**Vos consignes:** Pouvez-vous recopier intégralement, sans rien changer, le texte sur la trilogie de Peio ?

**Texte à lire:**

Naiz signifie "je suis de cette terre" et les deux autres volets de la trilogie Zara ("tu es sûrement d’ailleurs") et Gara ("nous sommes de cette même planète"), porteront la même marque. Celle de l’ouverture. Depuis plusieurs années, Peio s’entoure de musiciens des quatre coins du monde : Patrick Bebey, fils du célèbre chanteur camerounais Francis Bebey, un percussionniste uruguayen Pajaro Canzani, le multi-instrumentiste argentin Daniel Diaz… Et même du chanteur Renaud, en duo avec lui sur le morceau Kixmi. "En fait, Renaud, c’est une vieille histoire. Je l’ai rencontré au début des années 1990 et la première phrase qu’il m’a dit c’était : "Comment vont les ikastolak ? ", les écoles basques. J’ai tout de suite su qu’on allait s’entendre, car il s’est toujours engagé pour des causes peu consensuelles…" Kixmi raconte en basque une légende, celle de l’arrivée de Jésus-Christ dans un village basque aux croyances polythéistes, puis l’imposition du christianisme, les procès en sorcellerie et la diabolisation des croyances traditionnelles…La fin d’un monde.

**Données extraites:**
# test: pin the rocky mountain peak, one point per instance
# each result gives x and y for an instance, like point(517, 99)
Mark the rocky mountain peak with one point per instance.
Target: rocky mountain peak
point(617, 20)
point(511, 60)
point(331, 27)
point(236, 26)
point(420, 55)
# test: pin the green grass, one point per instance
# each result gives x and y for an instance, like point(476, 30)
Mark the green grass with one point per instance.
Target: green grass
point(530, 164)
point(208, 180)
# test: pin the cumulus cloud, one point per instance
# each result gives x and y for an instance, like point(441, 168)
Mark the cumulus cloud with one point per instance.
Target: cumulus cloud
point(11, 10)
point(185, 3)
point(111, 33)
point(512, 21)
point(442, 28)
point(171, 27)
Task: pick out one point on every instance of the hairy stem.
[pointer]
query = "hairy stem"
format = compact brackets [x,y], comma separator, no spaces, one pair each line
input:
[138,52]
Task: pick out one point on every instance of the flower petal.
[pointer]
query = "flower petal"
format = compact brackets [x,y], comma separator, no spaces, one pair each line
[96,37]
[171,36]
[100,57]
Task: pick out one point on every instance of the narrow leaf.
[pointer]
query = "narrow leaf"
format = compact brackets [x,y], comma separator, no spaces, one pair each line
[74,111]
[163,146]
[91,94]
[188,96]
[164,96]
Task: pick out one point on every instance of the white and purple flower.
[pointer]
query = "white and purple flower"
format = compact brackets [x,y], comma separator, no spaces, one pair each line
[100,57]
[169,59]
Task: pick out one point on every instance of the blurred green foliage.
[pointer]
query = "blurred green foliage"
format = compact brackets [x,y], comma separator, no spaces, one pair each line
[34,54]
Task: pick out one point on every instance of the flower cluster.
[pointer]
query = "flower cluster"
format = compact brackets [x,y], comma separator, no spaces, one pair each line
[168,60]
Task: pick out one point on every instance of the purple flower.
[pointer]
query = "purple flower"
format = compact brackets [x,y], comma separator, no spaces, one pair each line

**Corrigé type:**
Naiz signifie "je suis de cette terre" et les deux autres volets de la trilogie Zara ("tu es sûrement d’ailleurs") et Gara ("nous sommes de cette même planète"), porteront la même marque. Celle de l’ouverture. Depuis plusieurs années, Peio s’entoure de musiciens des quatre coins du monde : Patrick Bebey, fils du célèbre chanteur camerounais Francis Bebey, un percussionniste uruguayen Pajaro Canzani, le multi-instrumentiste argentin Daniel Diaz… Et même du chanteur Renaud, en duo avec lui sur le morceau Kixmi. "En fait, Renaud, c’est une vieille histoire. Je l’ai rencontré au début des années 1990 et la première phrase qu’il m’a dit c’était : "Comment vont les ikastolak ? ", les écoles basques. J’ai tout de suite su qu’on allait s’entendre, car il s’est toujours engagé pour des causes peu consensuelles…" Kixmi raconte en basque une légende, celle de l’arrivée de Jésus-Christ dans un village basque aux croyances polythéistes, puis l’imposition du christianisme, les procès en sorcellerie et la diabolisation des croyances traditionnelles…La fin d’un monde.